Supplied information –
============
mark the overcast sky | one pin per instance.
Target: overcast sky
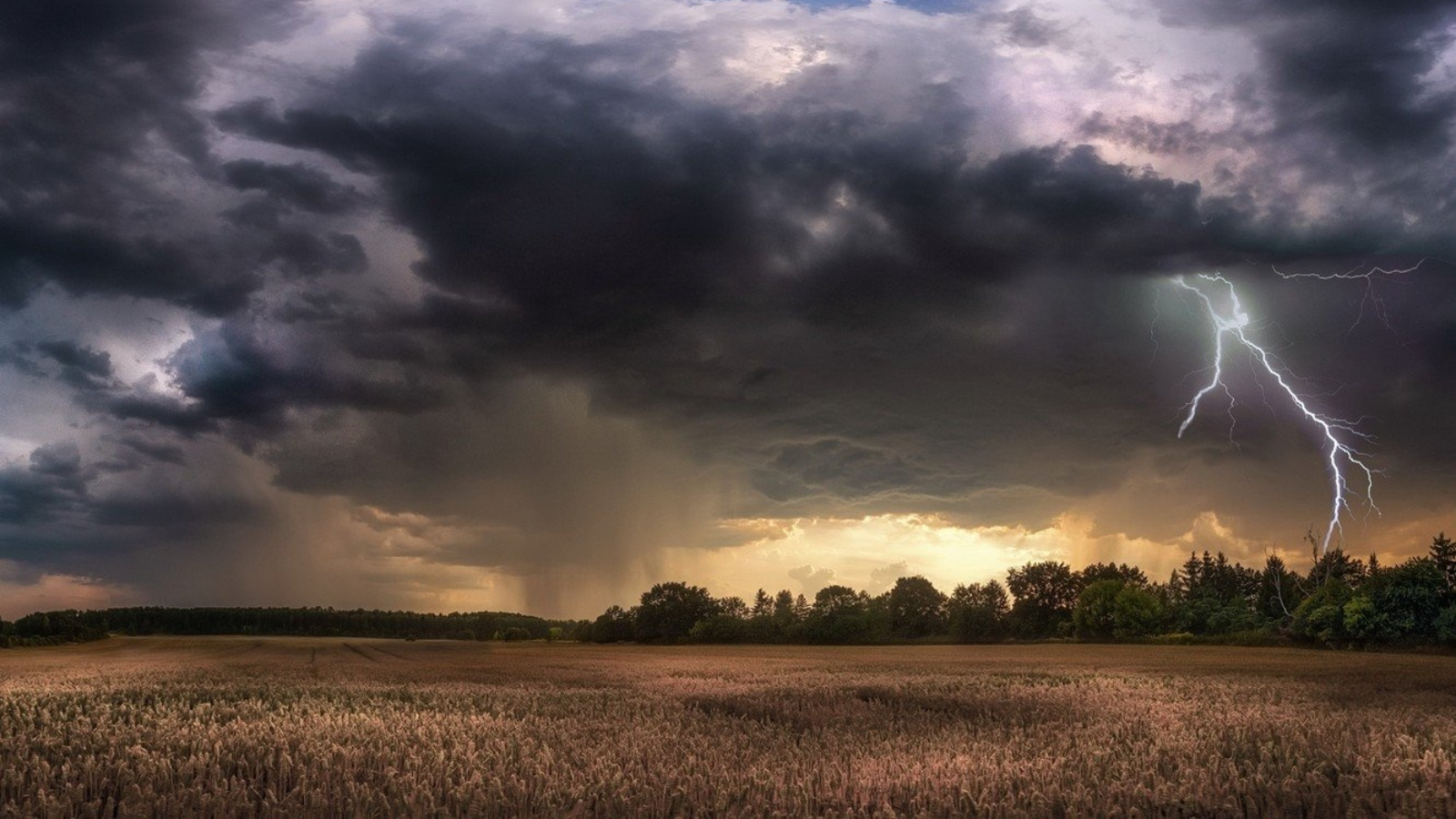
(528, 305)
============
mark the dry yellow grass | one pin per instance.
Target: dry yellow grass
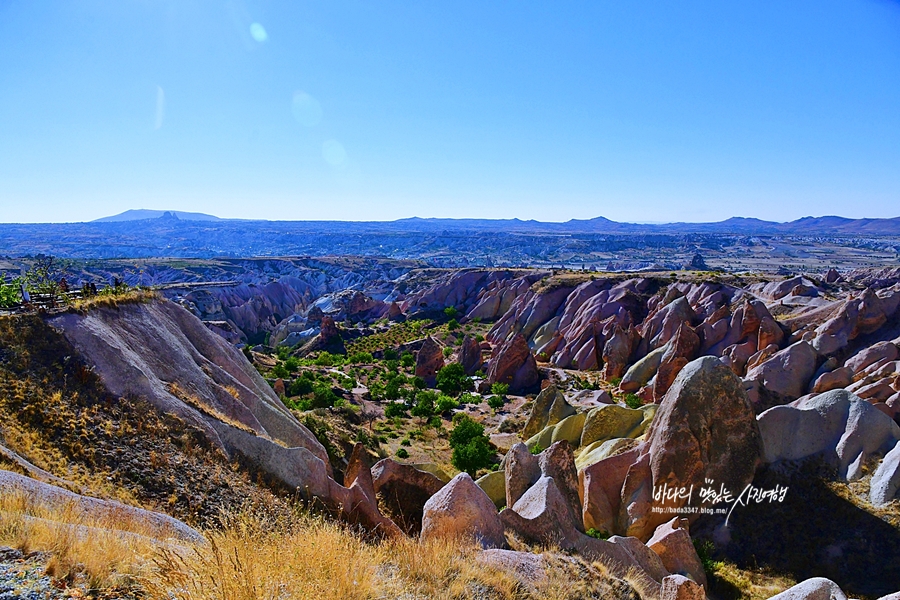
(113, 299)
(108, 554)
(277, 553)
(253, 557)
============
Required task –
How many lines in the records above contain the string "yellow", with case counting? Reply with the number only.

Exercise answer –
2